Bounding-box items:
┄┄┄┄┄┄┄┄┄┄┄┄┄┄┄┄┄┄┄┄

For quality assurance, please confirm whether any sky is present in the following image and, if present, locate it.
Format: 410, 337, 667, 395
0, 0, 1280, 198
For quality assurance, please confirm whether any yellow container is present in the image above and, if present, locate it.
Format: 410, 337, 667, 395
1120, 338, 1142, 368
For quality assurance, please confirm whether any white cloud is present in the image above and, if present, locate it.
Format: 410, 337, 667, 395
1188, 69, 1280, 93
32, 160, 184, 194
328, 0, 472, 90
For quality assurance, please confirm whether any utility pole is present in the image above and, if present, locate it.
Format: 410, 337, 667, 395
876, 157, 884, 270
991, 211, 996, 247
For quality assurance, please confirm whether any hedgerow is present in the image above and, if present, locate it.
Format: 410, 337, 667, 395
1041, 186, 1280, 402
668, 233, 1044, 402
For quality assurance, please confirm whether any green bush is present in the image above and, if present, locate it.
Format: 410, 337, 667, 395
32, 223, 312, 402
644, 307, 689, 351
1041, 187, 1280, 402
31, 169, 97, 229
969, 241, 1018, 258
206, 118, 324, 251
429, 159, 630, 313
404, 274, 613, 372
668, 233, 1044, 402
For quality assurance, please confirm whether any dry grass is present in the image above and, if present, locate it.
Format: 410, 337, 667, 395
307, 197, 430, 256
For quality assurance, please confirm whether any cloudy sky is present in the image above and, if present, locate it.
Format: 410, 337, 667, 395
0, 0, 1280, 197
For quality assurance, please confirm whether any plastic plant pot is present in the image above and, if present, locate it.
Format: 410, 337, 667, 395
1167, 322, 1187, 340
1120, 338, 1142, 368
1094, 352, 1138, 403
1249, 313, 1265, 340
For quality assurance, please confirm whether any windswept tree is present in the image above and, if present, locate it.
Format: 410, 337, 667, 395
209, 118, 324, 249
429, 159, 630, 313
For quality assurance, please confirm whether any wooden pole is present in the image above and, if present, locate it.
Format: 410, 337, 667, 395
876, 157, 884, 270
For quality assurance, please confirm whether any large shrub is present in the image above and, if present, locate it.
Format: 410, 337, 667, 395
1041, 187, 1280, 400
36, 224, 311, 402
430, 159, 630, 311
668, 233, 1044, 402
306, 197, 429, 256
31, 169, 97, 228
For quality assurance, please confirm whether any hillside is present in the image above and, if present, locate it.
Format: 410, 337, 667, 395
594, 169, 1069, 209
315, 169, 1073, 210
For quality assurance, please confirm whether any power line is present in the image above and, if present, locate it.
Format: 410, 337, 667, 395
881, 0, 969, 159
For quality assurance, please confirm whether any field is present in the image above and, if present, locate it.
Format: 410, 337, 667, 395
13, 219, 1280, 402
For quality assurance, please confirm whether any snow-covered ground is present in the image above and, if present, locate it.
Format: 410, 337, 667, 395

┄┄┄┄┄┄┄┄┄┄┄┄┄┄┄┄┄┄┄┄

(Given request) Rewrite all the items above, replacing every "confirm" with "check" and keeping the rest the same.

(Reply)
For quality assurance, please check whether any sky is present in the following image and, if present, locate it.
Format: 410, 337, 667, 395
0, 0, 1280, 198
For quality assurance, please check whether any yellow container is present in the image above and, if present, locate it.
Format: 410, 337, 667, 395
1120, 338, 1142, 368
For quality assurance, please check whether any white cloud is present in the image above and, if present, locate it.
Format: 410, 337, 667, 395
1188, 69, 1280, 93
32, 160, 184, 194
328, 0, 472, 90
For quality assurance, please check whether any utility pole is present in the image above and, if present, locate it.
Format: 410, 337, 667, 395
876, 157, 884, 270
991, 211, 996, 247
For quality assurance, please check whether any hedgerow is present in the image above and, if present, locate it.
Format: 410, 337, 667, 395
1041, 186, 1280, 402
668, 233, 1044, 402
For quality assurance, please check whether any green bush is present in the image above and, if present, locate it.
Format: 410, 337, 667, 395
32, 223, 312, 402
644, 307, 689, 351
1041, 187, 1280, 402
31, 169, 97, 229
969, 241, 1018, 258
206, 118, 324, 251
429, 159, 630, 313
404, 274, 613, 372
668, 233, 1044, 402
For quality assurance, please check whether any dry grass is present in the image above and, if present, locate it.
Format: 410, 337, 667, 395
307, 197, 430, 256
For quality assurance, please check whether any cloudy sky is present in the image above and, if present, locate it.
Format: 410, 337, 667, 395
0, 0, 1280, 197
For quality assurance, please check whether any plastic plant pot is present in the image above and, if present, locate it.
Format: 410, 337, 667, 395
1167, 322, 1187, 340
1120, 338, 1142, 368
1094, 352, 1138, 403
1249, 313, 1265, 340
For quality assurance, please check whether any windswept tree is present in the image above and, if present, locate it.
Format: 410, 337, 667, 395
209, 118, 324, 249
429, 159, 630, 313
For quality assurance, please check whether any wooden pole is present in the image above and, if present, locate it.
Format: 410, 337, 667, 395
876, 157, 884, 270
For quality assurance, please check whether any large shrub is present in the image above and, if present, locate it.
Format: 410, 337, 667, 395
1041, 187, 1280, 400
36, 224, 311, 402
430, 159, 630, 311
668, 233, 1044, 402
306, 197, 429, 256
31, 169, 97, 228
For quality assurance, please check whether any hillside is present in the image above and, if present, locate it.
Format: 410, 337, 667, 395
594, 169, 1069, 209
315, 169, 1073, 210
For quality assurance, please check whether any power line is present in the image above and, if present, locate it.
Format: 410, 337, 667, 395
881, 0, 969, 159
For quality assurance, please check whether any field is present in the image above and, if present, locate it.
Format: 410, 337, 667, 395
13, 219, 1280, 402
For quality assurance, please check whether any snow-covered ground is present in the image above and, if present, locate it.
Format: 410, 337, 667, 395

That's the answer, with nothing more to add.